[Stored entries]
┌────────

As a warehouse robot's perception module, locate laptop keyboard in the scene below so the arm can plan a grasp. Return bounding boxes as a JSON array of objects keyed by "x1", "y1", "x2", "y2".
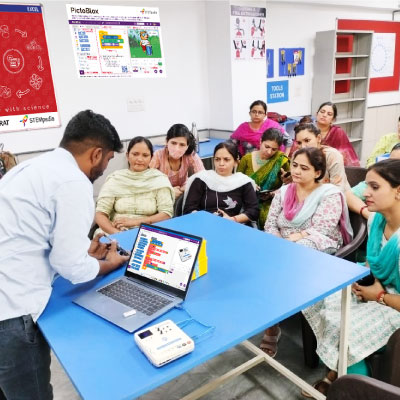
[{"x1": 98, "y1": 280, "x2": 172, "y2": 315}]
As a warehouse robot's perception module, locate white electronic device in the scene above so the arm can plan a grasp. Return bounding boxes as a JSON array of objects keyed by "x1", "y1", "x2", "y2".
[{"x1": 134, "y1": 319, "x2": 194, "y2": 367}]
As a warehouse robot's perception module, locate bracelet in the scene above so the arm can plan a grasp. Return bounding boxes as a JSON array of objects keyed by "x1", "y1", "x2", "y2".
[
  {"x1": 360, "y1": 206, "x2": 368, "y2": 216},
  {"x1": 376, "y1": 290, "x2": 387, "y2": 306}
]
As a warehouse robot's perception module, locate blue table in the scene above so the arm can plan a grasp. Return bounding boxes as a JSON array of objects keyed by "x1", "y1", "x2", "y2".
[{"x1": 38, "y1": 212, "x2": 368, "y2": 400}]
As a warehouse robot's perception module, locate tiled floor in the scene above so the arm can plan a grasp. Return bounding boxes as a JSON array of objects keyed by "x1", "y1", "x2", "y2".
[{"x1": 52, "y1": 316, "x2": 325, "y2": 400}]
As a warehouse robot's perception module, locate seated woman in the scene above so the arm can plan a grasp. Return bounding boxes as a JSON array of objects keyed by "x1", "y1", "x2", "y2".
[
  {"x1": 294, "y1": 124, "x2": 350, "y2": 192},
  {"x1": 367, "y1": 117, "x2": 400, "y2": 168},
  {"x1": 95, "y1": 136, "x2": 175, "y2": 233},
  {"x1": 316, "y1": 101, "x2": 360, "y2": 167},
  {"x1": 182, "y1": 142, "x2": 258, "y2": 223},
  {"x1": 237, "y1": 128, "x2": 290, "y2": 229},
  {"x1": 231, "y1": 100, "x2": 293, "y2": 156},
  {"x1": 150, "y1": 124, "x2": 204, "y2": 198},
  {"x1": 346, "y1": 143, "x2": 400, "y2": 219},
  {"x1": 303, "y1": 160, "x2": 400, "y2": 393},
  {"x1": 260, "y1": 147, "x2": 352, "y2": 357}
]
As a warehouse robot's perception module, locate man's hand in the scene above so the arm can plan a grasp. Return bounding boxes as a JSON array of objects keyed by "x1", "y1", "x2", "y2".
[
  {"x1": 112, "y1": 217, "x2": 141, "y2": 231},
  {"x1": 99, "y1": 240, "x2": 130, "y2": 275},
  {"x1": 88, "y1": 233, "x2": 108, "y2": 260},
  {"x1": 351, "y1": 279, "x2": 384, "y2": 301}
]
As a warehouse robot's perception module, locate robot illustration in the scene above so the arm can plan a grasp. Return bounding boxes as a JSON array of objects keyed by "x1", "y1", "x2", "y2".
[
  {"x1": 235, "y1": 18, "x2": 244, "y2": 36},
  {"x1": 140, "y1": 31, "x2": 153, "y2": 56}
]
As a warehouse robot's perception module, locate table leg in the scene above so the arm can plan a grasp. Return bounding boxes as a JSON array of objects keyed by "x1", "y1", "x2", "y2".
[{"x1": 338, "y1": 285, "x2": 351, "y2": 376}]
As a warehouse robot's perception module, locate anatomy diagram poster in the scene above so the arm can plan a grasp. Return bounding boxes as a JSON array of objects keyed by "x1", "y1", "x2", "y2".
[
  {"x1": 67, "y1": 4, "x2": 166, "y2": 78},
  {"x1": 0, "y1": 4, "x2": 60, "y2": 132},
  {"x1": 231, "y1": 6, "x2": 266, "y2": 60}
]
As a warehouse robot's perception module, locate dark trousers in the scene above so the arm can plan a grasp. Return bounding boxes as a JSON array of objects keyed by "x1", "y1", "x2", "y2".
[{"x1": 0, "y1": 315, "x2": 53, "y2": 400}]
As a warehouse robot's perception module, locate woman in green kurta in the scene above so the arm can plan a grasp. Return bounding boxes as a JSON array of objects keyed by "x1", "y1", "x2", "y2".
[
  {"x1": 96, "y1": 136, "x2": 175, "y2": 234},
  {"x1": 237, "y1": 128, "x2": 290, "y2": 229}
]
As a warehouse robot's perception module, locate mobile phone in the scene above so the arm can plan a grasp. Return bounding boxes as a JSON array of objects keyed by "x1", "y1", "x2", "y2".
[
  {"x1": 258, "y1": 189, "x2": 273, "y2": 194},
  {"x1": 104, "y1": 232, "x2": 129, "y2": 256},
  {"x1": 357, "y1": 273, "x2": 375, "y2": 286}
]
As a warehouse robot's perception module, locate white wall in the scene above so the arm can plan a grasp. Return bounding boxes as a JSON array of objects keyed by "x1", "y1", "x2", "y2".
[
  {"x1": 0, "y1": 1, "x2": 209, "y2": 152},
  {"x1": 0, "y1": 0, "x2": 400, "y2": 160}
]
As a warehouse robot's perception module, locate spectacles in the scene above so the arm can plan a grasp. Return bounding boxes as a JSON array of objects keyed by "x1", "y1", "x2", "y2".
[
  {"x1": 250, "y1": 110, "x2": 265, "y2": 115},
  {"x1": 264, "y1": 144, "x2": 279, "y2": 152}
]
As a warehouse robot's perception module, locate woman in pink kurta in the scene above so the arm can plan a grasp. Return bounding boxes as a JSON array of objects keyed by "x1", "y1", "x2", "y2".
[
  {"x1": 150, "y1": 124, "x2": 204, "y2": 198},
  {"x1": 316, "y1": 101, "x2": 360, "y2": 167},
  {"x1": 231, "y1": 100, "x2": 293, "y2": 156}
]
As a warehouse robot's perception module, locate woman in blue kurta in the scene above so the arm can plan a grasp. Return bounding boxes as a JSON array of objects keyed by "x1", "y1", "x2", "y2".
[{"x1": 303, "y1": 160, "x2": 400, "y2": 394}]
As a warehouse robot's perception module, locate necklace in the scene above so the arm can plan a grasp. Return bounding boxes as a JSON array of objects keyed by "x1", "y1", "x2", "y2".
[
  {"x1": 168, "y1": 157, "x2": 182, "y2": 174},
  {"x1": 256, "y1": 151, "x2": 268, "y2": 165}
]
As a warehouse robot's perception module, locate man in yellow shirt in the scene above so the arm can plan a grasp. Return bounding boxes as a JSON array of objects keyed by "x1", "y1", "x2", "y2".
[{"x1": 367, "y1": 117, "x2": 400, "y2": 168}]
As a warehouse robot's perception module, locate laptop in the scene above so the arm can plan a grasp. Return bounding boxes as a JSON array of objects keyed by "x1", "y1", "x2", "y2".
[{"x1": 74, "y1": 224, "x2": 202, "y2": 332}]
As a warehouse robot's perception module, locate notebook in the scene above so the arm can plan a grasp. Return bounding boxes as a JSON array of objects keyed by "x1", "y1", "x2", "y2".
[{"x1": 74, "y1": 224, "x2": 202, "y2": 332}]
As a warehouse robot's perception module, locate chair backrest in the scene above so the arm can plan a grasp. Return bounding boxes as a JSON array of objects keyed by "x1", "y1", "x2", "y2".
[
  {"x1": 326, "y1": 374, "x2": 400, "y2": 400},
  {"x1": 344, "y1": 166, "x2": 367, "y2": 187},
  {"x1": 335, "y1": 211, "x2": 367, "y2": 261},
  {"x1": 174, "y1": 194, "x2": 183, "y2": 217}
]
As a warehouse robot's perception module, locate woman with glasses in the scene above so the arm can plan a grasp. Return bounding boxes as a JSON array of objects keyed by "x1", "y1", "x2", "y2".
[
  {"x1": 237, "y1": 128, "x2": 290, "y2": 229},
  {"x1": 150, "y1": 124, "x2": 204, "y2": 198},
  {"x1": 294, "y1": 124, "x2": 350, "y2": 193},
  {"x1": 231, "y1": 100, "x2": 293, "y2": 156},
  {"x1": 260, "y1": 147, "x2": 352, "y2": 357},
  {"x1": 316, "y1": 101, "x2": 360, "y2": 167}
]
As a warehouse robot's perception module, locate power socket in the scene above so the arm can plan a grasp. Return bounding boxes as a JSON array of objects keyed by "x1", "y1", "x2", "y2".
[{"x1": 126, "y1": 97, "x2": 145, "y2": 112}]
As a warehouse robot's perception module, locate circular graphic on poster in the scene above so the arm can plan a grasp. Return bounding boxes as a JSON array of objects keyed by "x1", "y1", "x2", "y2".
[{"x1": 3, "y1": 49, "x2": 25, "y2": 74}]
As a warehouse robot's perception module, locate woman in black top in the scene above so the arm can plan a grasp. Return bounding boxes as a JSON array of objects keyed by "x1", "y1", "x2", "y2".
[{"x1": 183, "y1": 142, "x2": 259, "y2": 223}]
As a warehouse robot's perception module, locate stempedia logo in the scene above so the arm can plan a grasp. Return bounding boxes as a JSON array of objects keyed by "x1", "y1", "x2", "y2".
[{"x1": 19, "y1": 115, "x2": 28, "y2": 127}]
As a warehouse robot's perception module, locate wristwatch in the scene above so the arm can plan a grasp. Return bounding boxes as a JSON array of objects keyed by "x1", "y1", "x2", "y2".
[{"x1": 376, "y1": 290, "x2": 387, "y2": 306}]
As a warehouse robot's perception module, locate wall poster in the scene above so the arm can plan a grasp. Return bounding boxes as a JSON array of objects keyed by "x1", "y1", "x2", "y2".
[
  {"x1": 231, "y1": 6, "x2": 266, "y2": 60},
  {"x1": 0, "y1": 4, "x2": 60, "y2": 132},
  {"x1": 67, "y1": 4, "x2": 166, "y2": 78},
  {"x1": 278, "y1": 47, "x2": 305, "y2": 78}
]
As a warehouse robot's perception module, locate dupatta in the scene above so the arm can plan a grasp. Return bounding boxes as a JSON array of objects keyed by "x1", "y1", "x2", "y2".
[
  {"x1": 98, "y1": 168, "x2": 175, "y2": 200},
  {"x1": 281, "y1": 183, "x2": 353, "y2": 244},
  {"x1": 182, "y1": 169, "x2": 256, "y2": 210},
  {"x1": 250, "y1": 151, "x2": 288, "y2": 190},
  {"x1": 367, "y1": 212, "x2": 400, "y2": 292},
  {"x1": 321, "y1": 125, "x2": 360, "y2": 167}
]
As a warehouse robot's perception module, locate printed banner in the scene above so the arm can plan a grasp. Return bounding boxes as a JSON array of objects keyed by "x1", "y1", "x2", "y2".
[
  {"x1": 67, "y1": 4, "x2": 166, "y2": 78},
  {"x1": 278, "y1": 47, "x2": 305, "y2": 78},
  {"x1": 0, "y1": 4, "x2": 60, "y2": 132},
  {"x1": 267, "y1": 49, "x2": 274, "y2": 78},
  {"x1": 231, "y1": 6, "x2": 266, "y2": 60},
  {"x1": 267, "y1": 81, "x2": 289, "y2": 104}
]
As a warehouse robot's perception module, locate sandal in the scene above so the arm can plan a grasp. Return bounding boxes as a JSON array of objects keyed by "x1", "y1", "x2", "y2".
[
  {"x1": 260, "y1": 326, "x2": 282, "y2": 358},
  {"x1": 301, "y1": 371, "x2": 336, "y2": 399}
]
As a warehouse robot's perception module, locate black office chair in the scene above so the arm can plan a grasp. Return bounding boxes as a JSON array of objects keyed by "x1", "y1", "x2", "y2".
[
  {"x1": 326, "y1": 374, "x2": 400, "y2": 400},
  {"x1": 344, "y1": 166, "x2": 367, "y2": 187},
  {"x1": 301, "y1": 211, "x2": 367, "y2": 368}
]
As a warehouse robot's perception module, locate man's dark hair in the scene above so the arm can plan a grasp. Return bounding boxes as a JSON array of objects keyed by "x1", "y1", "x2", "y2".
[{"x1": 60, "y1": 110, "x2": 122, "y2": 155}]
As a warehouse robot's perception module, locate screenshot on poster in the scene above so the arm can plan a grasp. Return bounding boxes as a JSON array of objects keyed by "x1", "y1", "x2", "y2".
[{"x1": 67, "y1": 4, "x2": 166, "y2": 78}]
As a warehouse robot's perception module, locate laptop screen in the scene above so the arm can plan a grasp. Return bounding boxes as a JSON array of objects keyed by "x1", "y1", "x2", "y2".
[{"x1": 127, "y1": 224, "x2": 202, "y2": 292}]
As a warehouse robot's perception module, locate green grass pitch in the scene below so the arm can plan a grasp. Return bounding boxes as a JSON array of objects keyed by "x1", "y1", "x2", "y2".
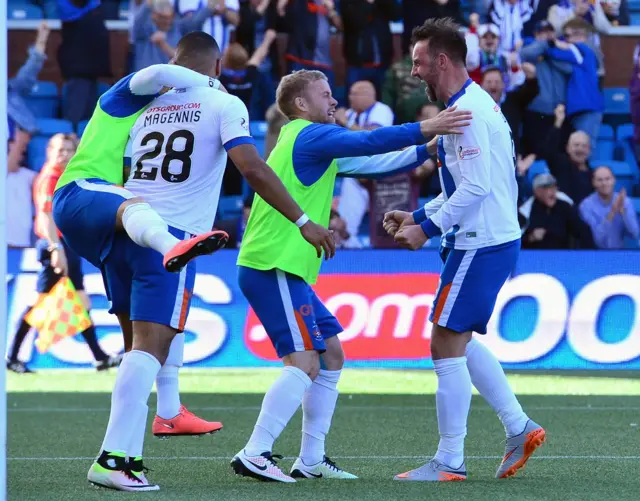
[{"x1": 7, "y1": 370, "x2": 640, "y2": 501}]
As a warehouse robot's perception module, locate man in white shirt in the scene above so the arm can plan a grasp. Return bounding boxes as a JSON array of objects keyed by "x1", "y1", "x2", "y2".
[
  {"x1": 175, "y1": 0, "x2": 240, "y2": 52},
  {"x1": 385, "y1": 18, "x2": 545, "y2": 481},
  {"x1": 335, "y1": 80, "x2": 393, "y2": 249}
]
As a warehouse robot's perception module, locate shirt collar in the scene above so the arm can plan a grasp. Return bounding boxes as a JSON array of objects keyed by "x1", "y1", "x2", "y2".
[{"x1": 447, "y1": 78, "x2": 473, "y2": 108}]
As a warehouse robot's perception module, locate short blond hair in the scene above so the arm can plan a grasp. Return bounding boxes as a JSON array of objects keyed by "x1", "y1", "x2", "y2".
[{"x1": 276, "y1": 70, "x2": 328, "y2": 120}]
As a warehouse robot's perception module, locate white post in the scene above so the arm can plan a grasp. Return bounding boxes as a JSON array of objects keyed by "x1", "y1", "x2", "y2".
[{"x1": 0, "y1": 1, "x2": 9, "y2": 501}]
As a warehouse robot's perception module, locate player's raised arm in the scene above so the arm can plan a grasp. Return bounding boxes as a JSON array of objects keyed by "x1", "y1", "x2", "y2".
[
  {"x1": 297, "y1": 106, "x2": 472, "y2": 160},
  {"x1": 337, "y1": 145, "x2": 429, "y2": 179},
  {"x1": 221, "y1": 98, "x2": 336, "y2": 259},
  {"x1": 129, "y1": 64, "x2": 220, "y2": 95}
]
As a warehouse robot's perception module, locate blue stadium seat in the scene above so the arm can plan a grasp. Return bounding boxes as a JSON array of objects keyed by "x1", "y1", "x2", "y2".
[
  {"x1": 624, "y1": 235, "x2": 640, "y2": 249},
  {"x1": 7, "y1": 2, "x2": 43, "y2": 21},
  {"x1": 592, "y1": 160, "x2": 635, "y2": 179},
  {"x1": 591, "y1": 140, "x2": 615, "y2": 161},
  {"x1": 218, "y1": 196, "x2": 243, "y2": 220},
  {"x1": 616, "y1": 124, "x2": 633, "y2": 141},
  {"x1": 249, "y1": 120, "x2": 267, "y2": 139},
  {"x1": 618, "y1": 141, "x2": 640, "y2": 181},
  {"x1": 27, "y1": 136, "x2": 49, "y2": 172},
  {"x1": 604, "y1": 87, "x2": 631, "y2": 115},
  {"x1": 418, "y1": 196, "x2": 436, "y2": 207},
  {"x1": 98, "y1": 82, "x2": 111, "y2": 99},
  {"x1": 254, "y1": 136, "x2": 265, "y2": 158},
  {"x1": 598, "y1": 124, "x2": 615, "y2": 141},
  {"x1": 38, "y1": 118, "x2": 74, "y2": 137},
  {"x1": 25, "y1": 81, "x2": 60, "y2": 118},
  {"x1": 527, "y1": 160, "x2": 550, "y2": 186}
]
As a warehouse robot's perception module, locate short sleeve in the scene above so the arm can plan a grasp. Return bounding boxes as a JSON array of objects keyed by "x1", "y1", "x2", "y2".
[
  {"x1": 367, "y1": 102, "x2": 393, "y2": 127},
  {"x1": 220, "y1": 97, "x2": 254, "y2": 151}
]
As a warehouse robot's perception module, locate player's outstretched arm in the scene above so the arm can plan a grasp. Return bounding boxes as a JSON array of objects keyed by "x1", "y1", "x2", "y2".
[
  {"x1": 227, "y1": 143, "x2": 336, "y2": 259},
  {"x1": 129, "y1": 64, "x2": 220, "y2": 96},
  {"x1": 337, "y1": 145, "x2": 429, "y2": 179},
  {"x1": 296, "y1": 106, "x2": 471, "y2": 161}
]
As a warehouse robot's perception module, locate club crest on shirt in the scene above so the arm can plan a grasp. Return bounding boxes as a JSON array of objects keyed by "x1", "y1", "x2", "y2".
[{"x1": 458, "y1": 146, "x2": 480, "y2": 160}]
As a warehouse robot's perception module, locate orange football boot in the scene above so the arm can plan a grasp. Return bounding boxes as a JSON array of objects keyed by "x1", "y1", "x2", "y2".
[
  {"x1": 153, "y1": 405, "x2": 222, "y2": 438},
  {"x1": 162, "y1": 231, "x2": 229, "y2": 273}
]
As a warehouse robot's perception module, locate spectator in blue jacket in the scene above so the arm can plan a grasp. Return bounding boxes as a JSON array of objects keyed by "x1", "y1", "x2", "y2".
[
  {"x1": 547, "y1": 19, "x2": 604, "y2": 144},
  {"x1": 7, "y1": 21, "x2": 49, "y2": 135},
  {"x1": 56, "y1": 0, "x2": 112, "y2": 127},
  {"x1": 580, "y1": 166, "x2": 640, "y2": 249},
  {"x1": 520, "y1": 20, "x2": 573, "y2": 156}
]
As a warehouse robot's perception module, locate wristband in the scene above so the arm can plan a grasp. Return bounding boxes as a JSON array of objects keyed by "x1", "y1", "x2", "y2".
[{"x1": 296, "y1": 214, "x2": 309, "y2": 228}]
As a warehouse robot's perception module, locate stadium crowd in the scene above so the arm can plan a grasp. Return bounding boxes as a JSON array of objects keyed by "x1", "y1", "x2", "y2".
[{"x1": 7, "y1": 0, "x2": 640, "y2": 249}]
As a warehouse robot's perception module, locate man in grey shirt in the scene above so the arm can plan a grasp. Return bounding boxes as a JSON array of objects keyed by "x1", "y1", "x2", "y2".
[{"x1": 580, "y1": 167, "x2": 640, "y2": 249}]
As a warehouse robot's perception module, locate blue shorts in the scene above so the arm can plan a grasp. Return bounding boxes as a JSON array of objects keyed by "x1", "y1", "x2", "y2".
[
  {"x1": 102, "y1": 227, "x2": 196, "y2": 332},
  {"x1": 53, "y1": 179, "x2": 135, "y2": 268},
  {"x1": 36, "y1": 239, "x2": 84, "y2": 294},
  {"x1": 238, "y1": 266, "x2": 342, "y2": 358},
  {"x1": 429, "y1": 239, "x2": 520, "y2": 334}
]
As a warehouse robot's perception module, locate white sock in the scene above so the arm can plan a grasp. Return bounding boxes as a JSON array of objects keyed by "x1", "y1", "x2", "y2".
[
  {"x1": 156, "y1": 334, "x2": 184, "y2": 419},
  {"x1": 245, "y1": 366, "x2": 311, "y2": 456},
  {"x1": 433, "y1": 357, "x2": 471, "y2": 468},
  {"x1": 300, "y1": 370, "x2": 342, "y2": 466},
  {"x1": 465, "y1": 338, "x2": 529, "y2": 437},
  {"x1": 127, "y1": 405, "x2": 149, "y2": 459},
  {"x1": 156, "y1": 364, "x2": 180, "y2": 419},
  {"x1": 102, "y1": 350, "x2": 160, "y2": 454},
  {"x1": 122, "y1": 202, "x2": 180, "y2": 256}
]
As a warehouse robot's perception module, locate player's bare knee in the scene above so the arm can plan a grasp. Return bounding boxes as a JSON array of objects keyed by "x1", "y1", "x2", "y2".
[
  {"x1": 431, "y1": 325, "x2": 471, "y2": 360},
  {"x1": 116, "y1": 197, "x2": 146, "y2": 231},
  {"x1": 322, "y1": 336, "x2": 344, "y2": 371},
  {"x1": 282, "y1": 351, "x2": 320, "y2": 381}
]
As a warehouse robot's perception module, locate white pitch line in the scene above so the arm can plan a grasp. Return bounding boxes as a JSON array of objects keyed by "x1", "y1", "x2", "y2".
[
  {"x1": 7, "y1": 456, "x2": 640, "y2": 461},
  {"x1": 7, "y1": 404, "x2": 640, "y2": 413}
]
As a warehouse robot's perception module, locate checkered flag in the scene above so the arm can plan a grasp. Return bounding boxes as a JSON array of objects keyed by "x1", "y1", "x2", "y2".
[{"x1": 25, "y1": 277, "x2": 91, "y2": 353}]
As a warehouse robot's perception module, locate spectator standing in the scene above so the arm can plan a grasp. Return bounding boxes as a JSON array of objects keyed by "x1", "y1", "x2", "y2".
[
  {"x1": 489, "y1": 0, "x2": 533, "y2": 54},
  {"x1": 402, "y1": 0, "x2": 464, "y2": 55},
  {"x1": 335, "y1": 81, "x2": 393, "y2": 248},
  {"x1": 7, "y1": 134, "x2": 121, "y2": 374},
  {"x1": 520, "y1": 174, "x2": 594, "y2": 249},
  {"x1": 547, "y1": 19, "x2": 604, "y2": 143},
  {"x1": 466, "y1": 24, "x2": 511, "y2": 85},
  {"x1": 264, "y1": 104, "x2": 289, "y2": 160},
  {"x1": 482, "y1": 63, "x2": 540, "y2": 154},
  {"x1": 5, "y1": 121, "x2": 36, "y2": 248},
  {"x1": 133, "y1": 0, "x2": 217, "y2": 71},
  {"x1": 340, "y1": 0, "x2": 401, "y2": 98},
  {"x1": 629, "y1": 43, "x2": 640, "y2": 162},
  {"x1": 382, "y1": 43, "x2": 429, "y2": 124},
  {"x1": 235, "y1": 0, "x2": 280, "y2": 120},
  {"x1": 173, "y1": 0, "x2": 240, "y2": 52},
  {"x1": 278, "y1": 0, "x2": 342, "y2": 87},
  {"x1": 580, "y1": 167, "x2": 640, "y2": 249},
  {"x1": 56, "y1": 0, "x2": 112, "y2": 127},
  {"x1": 7, "y1": 21, "x2": 50, "y2": 135},
  {"x1": 220, "y1": 30, "x2": 276, "y2": 110},
  {"x1": 219, "y1": 30, "x2": 276, "y2": 195},
  {"x1": 543, "y1": 105, "x2": 593, "y2": 204},
  {"x1": 520, "y1": 20, "x2": 573, "y2": 156}
]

└────────

▸ **TASK INSTRUCTIONS**:
Please select every line in the rows above that contains the word "dupatta", matching case exactly, and copy each one out in full.

▸ **RESULT**:
As a warehouse robot's perception module, locate dupatta in the scene above so the arm can plan a grasp. Return bounding boxes as a JSON array of objects keyed by "x1", "y1", "x2", "y2".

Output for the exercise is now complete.